> [PROVIDED PASSAGE]
Sir Andrew Reed  (26 September 1837 – 7 November 1914) was an Anglo-Irish barrister and inspector-general of the Royal Irish Constabulary.

Reed was born in Galway, Ireland, the son of John Reed of Galway and Mary Adamson of County Meath. He was educated at Queen's University Belfast and called to the Bar in 1873. He entered the Royal Irish Constabulary and was appointed District Inspector, 1859; became Inspector-General in 1885. He retired 1900.

Aside from being the only R.I.C. cadet officer to be promoted Inspector General, Reed changed the rules for promotion in the Royal Irish Constabulary. Up until his tenure, Catholics had little success in attaining promotions.  Even though most of the force was Catholic, almost all the officers were non-Catholic.  Reed instituted a rule that each year, 60 men who were Catholic and passed the Sergeant's exam would be promoted.

> [PROBLEM SET]
- a) According to the Sir Andrew Reed biography, in what year did Reed become Inspector-General of the Royal Irish Constabulary?
- b) Carry on the Sir Andrew Reed biography from its final sentence.
The dataset items have no connection to the Sir Andrew Reed biography.

> [Dataset items]
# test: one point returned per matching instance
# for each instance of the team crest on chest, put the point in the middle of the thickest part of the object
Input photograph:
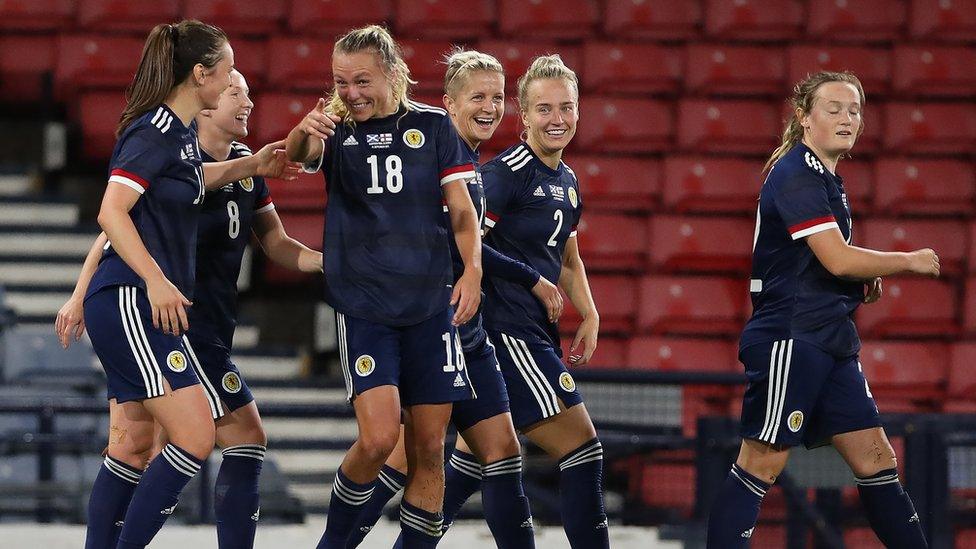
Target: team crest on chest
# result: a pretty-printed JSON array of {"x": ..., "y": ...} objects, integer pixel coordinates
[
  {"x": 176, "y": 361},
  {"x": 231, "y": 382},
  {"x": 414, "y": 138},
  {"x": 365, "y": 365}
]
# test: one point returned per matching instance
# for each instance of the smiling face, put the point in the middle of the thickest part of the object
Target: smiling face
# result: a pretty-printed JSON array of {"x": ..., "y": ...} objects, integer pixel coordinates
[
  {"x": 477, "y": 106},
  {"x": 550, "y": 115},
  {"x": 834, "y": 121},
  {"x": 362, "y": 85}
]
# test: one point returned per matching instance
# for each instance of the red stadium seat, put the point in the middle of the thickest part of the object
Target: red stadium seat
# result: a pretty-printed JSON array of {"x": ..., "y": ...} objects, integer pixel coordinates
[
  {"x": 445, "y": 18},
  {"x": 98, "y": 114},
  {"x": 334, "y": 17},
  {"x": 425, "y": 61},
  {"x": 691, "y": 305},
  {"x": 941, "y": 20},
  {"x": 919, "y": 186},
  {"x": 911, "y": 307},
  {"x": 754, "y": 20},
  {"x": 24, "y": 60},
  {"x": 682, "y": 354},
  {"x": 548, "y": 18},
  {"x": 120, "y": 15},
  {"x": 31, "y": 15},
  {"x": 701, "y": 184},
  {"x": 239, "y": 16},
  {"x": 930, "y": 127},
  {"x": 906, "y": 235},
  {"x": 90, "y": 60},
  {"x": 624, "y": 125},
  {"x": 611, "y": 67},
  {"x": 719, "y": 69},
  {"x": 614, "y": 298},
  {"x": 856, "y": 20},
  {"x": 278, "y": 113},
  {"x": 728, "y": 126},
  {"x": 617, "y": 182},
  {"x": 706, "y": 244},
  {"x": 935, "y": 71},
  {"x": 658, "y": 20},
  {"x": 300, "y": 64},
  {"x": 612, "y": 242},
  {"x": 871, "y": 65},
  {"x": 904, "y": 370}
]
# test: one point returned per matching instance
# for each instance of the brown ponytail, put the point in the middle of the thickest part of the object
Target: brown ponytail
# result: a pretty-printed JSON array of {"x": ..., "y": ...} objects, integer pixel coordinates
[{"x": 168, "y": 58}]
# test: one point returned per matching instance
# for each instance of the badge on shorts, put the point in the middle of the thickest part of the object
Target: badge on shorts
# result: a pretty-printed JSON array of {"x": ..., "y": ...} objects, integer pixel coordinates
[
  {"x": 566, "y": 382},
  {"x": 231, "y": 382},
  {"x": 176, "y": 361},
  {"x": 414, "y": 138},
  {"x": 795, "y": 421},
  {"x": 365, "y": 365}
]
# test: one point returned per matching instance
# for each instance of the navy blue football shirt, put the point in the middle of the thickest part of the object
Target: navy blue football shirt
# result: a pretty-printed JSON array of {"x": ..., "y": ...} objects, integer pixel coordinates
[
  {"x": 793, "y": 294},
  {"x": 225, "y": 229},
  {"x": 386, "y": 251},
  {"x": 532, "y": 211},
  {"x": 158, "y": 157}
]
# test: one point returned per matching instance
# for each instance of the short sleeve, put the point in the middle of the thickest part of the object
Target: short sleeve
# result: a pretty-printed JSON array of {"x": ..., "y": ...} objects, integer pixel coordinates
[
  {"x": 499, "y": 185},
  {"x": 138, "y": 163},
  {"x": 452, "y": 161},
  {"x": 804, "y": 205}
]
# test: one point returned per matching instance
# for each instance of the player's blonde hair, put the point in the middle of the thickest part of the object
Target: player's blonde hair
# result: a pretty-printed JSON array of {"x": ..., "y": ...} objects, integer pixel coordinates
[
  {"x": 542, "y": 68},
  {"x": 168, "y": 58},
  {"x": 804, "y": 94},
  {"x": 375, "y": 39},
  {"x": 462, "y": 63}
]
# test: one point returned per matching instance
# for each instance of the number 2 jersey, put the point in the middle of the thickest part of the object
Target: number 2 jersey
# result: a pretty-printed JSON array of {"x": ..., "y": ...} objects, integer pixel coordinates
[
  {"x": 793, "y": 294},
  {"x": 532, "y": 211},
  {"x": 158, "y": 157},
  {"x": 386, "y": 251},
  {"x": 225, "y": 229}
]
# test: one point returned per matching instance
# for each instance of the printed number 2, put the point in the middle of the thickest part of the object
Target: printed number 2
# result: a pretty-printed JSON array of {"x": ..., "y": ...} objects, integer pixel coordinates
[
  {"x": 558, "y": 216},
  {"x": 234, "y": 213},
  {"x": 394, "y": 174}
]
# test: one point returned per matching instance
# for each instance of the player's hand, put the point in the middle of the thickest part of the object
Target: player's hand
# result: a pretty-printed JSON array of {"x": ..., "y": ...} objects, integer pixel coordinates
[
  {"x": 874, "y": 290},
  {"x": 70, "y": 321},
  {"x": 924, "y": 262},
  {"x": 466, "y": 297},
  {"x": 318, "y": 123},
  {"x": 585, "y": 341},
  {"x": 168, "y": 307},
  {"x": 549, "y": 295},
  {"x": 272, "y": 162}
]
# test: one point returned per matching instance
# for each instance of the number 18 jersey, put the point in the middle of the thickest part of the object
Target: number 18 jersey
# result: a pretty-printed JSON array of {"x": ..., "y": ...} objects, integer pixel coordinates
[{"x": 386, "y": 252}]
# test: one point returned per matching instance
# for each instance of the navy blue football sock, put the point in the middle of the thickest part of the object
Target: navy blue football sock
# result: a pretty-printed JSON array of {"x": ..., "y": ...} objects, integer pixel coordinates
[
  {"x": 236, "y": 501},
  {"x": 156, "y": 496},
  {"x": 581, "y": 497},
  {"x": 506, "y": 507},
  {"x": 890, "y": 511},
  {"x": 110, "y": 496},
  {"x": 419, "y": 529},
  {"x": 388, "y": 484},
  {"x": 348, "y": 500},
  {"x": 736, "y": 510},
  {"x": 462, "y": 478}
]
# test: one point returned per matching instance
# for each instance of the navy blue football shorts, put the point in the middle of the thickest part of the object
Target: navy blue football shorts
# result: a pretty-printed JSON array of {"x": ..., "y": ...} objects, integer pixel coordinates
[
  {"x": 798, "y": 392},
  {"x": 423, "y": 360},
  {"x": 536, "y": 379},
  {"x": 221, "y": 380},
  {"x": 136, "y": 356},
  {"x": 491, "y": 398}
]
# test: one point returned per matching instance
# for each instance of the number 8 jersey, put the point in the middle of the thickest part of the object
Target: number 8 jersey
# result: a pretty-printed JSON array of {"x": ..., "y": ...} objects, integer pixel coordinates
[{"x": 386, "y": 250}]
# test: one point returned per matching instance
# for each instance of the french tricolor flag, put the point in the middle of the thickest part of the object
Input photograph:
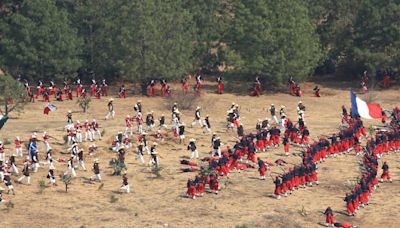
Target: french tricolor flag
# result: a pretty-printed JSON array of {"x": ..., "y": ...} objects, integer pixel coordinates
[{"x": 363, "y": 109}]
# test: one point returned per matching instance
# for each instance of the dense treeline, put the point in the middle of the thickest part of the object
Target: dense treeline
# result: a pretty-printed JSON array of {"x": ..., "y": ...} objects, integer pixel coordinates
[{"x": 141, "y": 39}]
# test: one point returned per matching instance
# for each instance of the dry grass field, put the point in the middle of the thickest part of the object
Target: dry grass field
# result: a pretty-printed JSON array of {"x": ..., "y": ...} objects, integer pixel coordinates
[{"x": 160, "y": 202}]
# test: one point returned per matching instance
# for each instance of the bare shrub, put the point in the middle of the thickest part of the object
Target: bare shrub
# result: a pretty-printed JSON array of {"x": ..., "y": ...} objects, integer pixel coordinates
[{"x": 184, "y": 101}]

==

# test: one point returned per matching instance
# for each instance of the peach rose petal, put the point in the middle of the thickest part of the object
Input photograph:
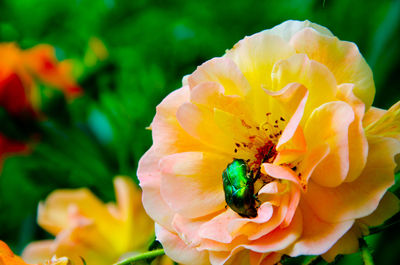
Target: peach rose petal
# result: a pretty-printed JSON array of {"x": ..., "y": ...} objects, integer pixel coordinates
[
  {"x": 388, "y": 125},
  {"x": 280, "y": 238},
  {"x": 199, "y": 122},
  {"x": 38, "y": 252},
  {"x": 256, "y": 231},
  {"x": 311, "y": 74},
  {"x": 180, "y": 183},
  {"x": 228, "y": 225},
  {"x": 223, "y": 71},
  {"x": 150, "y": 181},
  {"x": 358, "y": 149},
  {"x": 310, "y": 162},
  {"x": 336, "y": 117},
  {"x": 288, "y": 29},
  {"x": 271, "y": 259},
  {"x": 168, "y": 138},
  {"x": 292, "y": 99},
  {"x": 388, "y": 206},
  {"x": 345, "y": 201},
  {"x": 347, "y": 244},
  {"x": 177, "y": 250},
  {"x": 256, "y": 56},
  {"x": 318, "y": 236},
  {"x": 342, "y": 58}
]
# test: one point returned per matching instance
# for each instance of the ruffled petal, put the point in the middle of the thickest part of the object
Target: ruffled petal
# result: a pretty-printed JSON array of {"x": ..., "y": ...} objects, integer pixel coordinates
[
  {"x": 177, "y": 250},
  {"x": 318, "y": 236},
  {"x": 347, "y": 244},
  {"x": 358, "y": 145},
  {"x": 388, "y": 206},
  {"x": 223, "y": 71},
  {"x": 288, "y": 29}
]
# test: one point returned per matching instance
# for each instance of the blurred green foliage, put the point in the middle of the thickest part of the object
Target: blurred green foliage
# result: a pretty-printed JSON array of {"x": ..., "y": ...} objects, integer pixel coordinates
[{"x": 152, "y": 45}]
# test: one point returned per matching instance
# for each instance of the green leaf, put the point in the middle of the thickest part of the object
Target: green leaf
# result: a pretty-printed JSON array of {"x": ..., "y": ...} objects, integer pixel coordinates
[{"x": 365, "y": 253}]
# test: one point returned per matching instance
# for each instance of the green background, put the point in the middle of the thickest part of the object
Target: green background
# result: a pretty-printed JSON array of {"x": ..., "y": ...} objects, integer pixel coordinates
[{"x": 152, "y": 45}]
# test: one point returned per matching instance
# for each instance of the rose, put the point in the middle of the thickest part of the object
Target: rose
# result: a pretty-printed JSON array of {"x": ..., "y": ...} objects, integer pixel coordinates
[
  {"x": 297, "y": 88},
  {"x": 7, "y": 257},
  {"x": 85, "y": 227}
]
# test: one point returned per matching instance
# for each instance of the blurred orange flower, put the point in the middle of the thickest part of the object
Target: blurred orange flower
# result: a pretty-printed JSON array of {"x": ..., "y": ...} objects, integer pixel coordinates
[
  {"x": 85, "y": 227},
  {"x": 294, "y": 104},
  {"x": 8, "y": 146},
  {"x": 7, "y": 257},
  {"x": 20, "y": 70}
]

==

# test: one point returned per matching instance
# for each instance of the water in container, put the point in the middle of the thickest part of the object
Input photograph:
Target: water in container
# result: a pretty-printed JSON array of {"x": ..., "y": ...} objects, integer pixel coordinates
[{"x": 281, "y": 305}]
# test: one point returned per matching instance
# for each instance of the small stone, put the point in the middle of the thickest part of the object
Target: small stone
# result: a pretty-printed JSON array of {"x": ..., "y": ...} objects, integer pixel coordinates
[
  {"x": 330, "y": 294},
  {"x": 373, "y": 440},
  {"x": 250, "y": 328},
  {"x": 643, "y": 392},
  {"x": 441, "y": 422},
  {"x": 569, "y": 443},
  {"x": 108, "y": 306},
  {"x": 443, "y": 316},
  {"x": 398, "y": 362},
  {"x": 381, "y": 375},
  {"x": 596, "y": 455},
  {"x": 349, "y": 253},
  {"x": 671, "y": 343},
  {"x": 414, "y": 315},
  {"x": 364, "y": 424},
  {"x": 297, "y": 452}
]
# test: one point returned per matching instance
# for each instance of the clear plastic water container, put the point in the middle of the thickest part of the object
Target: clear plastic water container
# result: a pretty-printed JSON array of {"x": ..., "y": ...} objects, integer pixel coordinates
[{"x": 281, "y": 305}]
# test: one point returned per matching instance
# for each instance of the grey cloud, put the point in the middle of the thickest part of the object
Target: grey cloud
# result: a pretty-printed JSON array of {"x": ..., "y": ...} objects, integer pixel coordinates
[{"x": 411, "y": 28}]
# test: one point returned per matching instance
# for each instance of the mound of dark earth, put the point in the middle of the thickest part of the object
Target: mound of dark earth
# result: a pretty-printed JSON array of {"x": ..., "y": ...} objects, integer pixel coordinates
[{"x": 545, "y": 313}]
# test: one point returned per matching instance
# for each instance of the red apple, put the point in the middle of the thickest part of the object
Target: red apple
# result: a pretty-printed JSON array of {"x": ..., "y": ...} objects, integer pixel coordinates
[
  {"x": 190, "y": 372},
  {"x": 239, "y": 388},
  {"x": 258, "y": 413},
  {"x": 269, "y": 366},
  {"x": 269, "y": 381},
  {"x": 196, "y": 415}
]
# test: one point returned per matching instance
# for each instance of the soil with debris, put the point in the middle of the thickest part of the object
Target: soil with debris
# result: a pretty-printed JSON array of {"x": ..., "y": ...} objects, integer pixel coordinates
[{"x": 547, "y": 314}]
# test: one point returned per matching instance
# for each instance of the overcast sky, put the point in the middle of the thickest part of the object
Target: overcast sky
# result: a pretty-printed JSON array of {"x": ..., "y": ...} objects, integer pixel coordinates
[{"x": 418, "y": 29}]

> [IN RESPONSE]
- a) He became Inspector-General in 1885.

- b)
He was appointed a Knight Bachelor in 1889, a Companion of the Order of the Bath (CB) in 1892, a Commander of the Royal Victorian Order (CVO) in 1900 and a Knight Commander of the Order of the Bath (KCB) in 1897.

His son Major General Hamilton Lyster Reed was awarded the Victoria Cross for his bravery in the Second Boer War.

Reed died in Dublin in November 1914 and is buried in Deans Grange Cemetery. His epitaph reads: - "I have no greater joy than to hear that my children walk in truth." (3 John 4.)

References

1837 births
1914 deaths
Irish barristers
Inspectors-General of the Royal Irish Constabulary
Knights Commander of the Order of the Bath
Commanders of the Royal Victorian Order
Burials at Deans Grange Cemetery
Alumni of Queen's University Belfast
People from Galway (city)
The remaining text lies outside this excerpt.